> [TASK TO CARRY OUT]: Reproduce all of the lines below word for word, and leave out the pictures.

** START DATA ENTRIES **

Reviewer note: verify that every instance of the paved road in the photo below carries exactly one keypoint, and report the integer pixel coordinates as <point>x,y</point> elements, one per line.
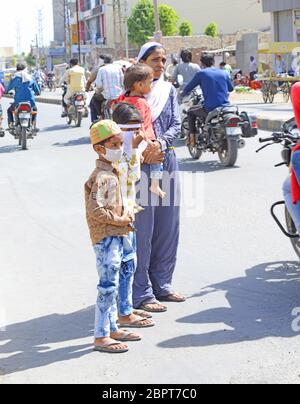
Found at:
<point>239,272</point>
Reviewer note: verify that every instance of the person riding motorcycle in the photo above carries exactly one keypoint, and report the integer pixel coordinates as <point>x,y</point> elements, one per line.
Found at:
<point>50,78</point>
<point>25,91</point>
<point>215,85</point>
<point>291,186</point>
<point>76,82</point>
<point>39,77</point>
<point>98,98</point>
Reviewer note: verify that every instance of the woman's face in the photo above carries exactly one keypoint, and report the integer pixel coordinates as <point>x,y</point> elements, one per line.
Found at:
<point>157,60</point>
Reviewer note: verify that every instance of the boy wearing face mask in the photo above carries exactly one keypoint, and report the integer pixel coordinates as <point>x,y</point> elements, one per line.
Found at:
<point>111,232</point>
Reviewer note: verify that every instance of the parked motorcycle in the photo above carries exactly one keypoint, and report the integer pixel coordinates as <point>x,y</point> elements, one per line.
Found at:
<point>77,110</point>
<point>23,125</point>
<point>222,132</point>
<point>288,138</point>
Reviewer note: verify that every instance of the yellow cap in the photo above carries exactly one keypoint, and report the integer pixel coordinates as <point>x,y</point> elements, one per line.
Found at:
<point>103,130</point>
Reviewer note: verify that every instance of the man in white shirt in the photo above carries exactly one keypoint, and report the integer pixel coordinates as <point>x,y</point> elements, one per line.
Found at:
<point>110,79</point>
<point>253,68</point>
<point>187,69</point>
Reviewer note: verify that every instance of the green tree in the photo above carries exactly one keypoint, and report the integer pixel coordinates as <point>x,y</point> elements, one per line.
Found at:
<point>168,20</point>
<point>185,28</point>
<point>141,23</point>
<point>211,30</point>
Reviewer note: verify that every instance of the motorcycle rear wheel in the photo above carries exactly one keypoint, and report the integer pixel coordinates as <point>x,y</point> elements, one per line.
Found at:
<point>228,156</point>
<point>292,229</point>
<point>195,152</point>
<point>185,129</point>
<point>23,139</point>
<point>78,119</point>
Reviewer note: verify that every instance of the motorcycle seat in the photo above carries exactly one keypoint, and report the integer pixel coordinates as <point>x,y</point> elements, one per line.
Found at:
<point>230,109</point>
<point>213,114</point>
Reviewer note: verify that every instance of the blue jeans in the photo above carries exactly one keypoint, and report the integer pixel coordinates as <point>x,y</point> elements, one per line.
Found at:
<point>294,209</point>
<point>116,265</point>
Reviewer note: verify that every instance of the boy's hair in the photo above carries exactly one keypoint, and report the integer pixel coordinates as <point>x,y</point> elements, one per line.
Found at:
<point>186,56</point>
<point>125,113</point>
<point>208,60</point>
<point>135,74</point>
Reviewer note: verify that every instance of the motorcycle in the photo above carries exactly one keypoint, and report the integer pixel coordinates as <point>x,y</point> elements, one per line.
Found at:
<point>23,125</point>
<point>77,110</point>
<point>288,138</point>
<point>223,132</point>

** END DATA ENTRIES **

> [TASK OUTPUT]:
Reviewer note: verify that every instance of the paved road in the photo below carries exactly one keypoint, and report the integer pixel coordinates as <point>x,y</point> elements, one per line.
Found at:
<point>239,272</point>
Reviewer note: verify that every instance of the person riding motorcycle in the photo above carries exactly one keypoint, and report the integer pixel coordinates as <point>x,y</point> elements, one per line.
Found at:
<point>50,78</point>
<point>25,91</point>
<point>215,85</point>
<point>291,186</point>
<point>76,82</point>
<point>39,77</point>
<point>98,98</point>
Reviewer note: verify that every instance of the woman's face in the photo above carries exactly one keypoint, and report the integer pixel coordinates as <point>x,y</point> elements, one per line.
Found at:
<point>157,60</point>
Reviewer note: verify that every instance of the boy wearing face mask in the photo above carries exactly one keypoint, and report the integer pixel coordinates as <point>x,y</point> elements, one per line.
Found at:
<point>111,232</point>
Reviewer note: verify that every instance of the parked motorcycle in the photo above carries exactly one keypoint, and report the integer pixel coordinates as <point>x,y</point> elements, one per line.
Found at:
<point>77,110</point>
<point>23,125</point>
<point>222,132</point>
<point>288,138</point>
Reviewer note: verify that every instance of the yellow cap in the photo above carries exactly one keypoint, and report the integer pixel coordinates as <point>x,y</point> elements, one per line.
Found at:
<point>103,130</point>
Reviewer note: verify that every instance of the man in white shirt in the photo above carries exactly one keypoint, and report the integer pixel coordinates as <point>x,y</point> elements, one per line.
Found at:
<point>110,79</point>
<point>253,68</point>
<point>187,69</point>
Reviewer note: verify that every instance of the green tree in the photo above carries exactly one keypoint, and report the integer pixel coordinates as <point>x,y</point> elements, one per line.
Found at:
<point>168,20</point>
<point>185,28</point>
<point>141,23</point>
<point>211,30</point>
Reviewer note: verify that every instance of the motorcycle rear wheel in the photo above carries exactly one keypoint, and report the integer pixel coordinates as <point>x,y</point> elements, one per line.
Found at:
<point>228,156</point>
<point>292,229</point>
<point>195,152</point>
<point>185,129</point>
<point>23,139</point>
<point>78,119</point>
Reviewer note: verify that every instance of the motorcycle seat in the photo above carries exactly one keypoint, and report the integer pixel coordinates as <point>x,y</point> elements, one per line.
Found at:
<point>230,109</point>
<point>213,114</point>
Reviewer note: verify that every instance of the blue jeans in the photo above carries exactly one keypoint, and report the integer pixel coordinates as <point>x,y</point> elements, one per line.
Found at:
<point>294,209</point>
<point>116,265</point>
Reviewer note: verify that every instance of the boy's hair in the photo above carries exactly one keypoint, and report the integer pixel coordinates as <point>x,y</point> elements, one per line.
Found at:
<point>186,56</point>
<point>125,113</point>
<point>208,60</point>
<point>135,74</point>
Reviewer note: verify that every instance of the motorcycle in the photo above carries exactly one keypoint, and report the integer pixel coordinates as <point>x,y</point> elements, one per line.
Found at:
<point>23,125</point>
<point>77,110</point>
<point>288,138</point>
<point>223,132</point>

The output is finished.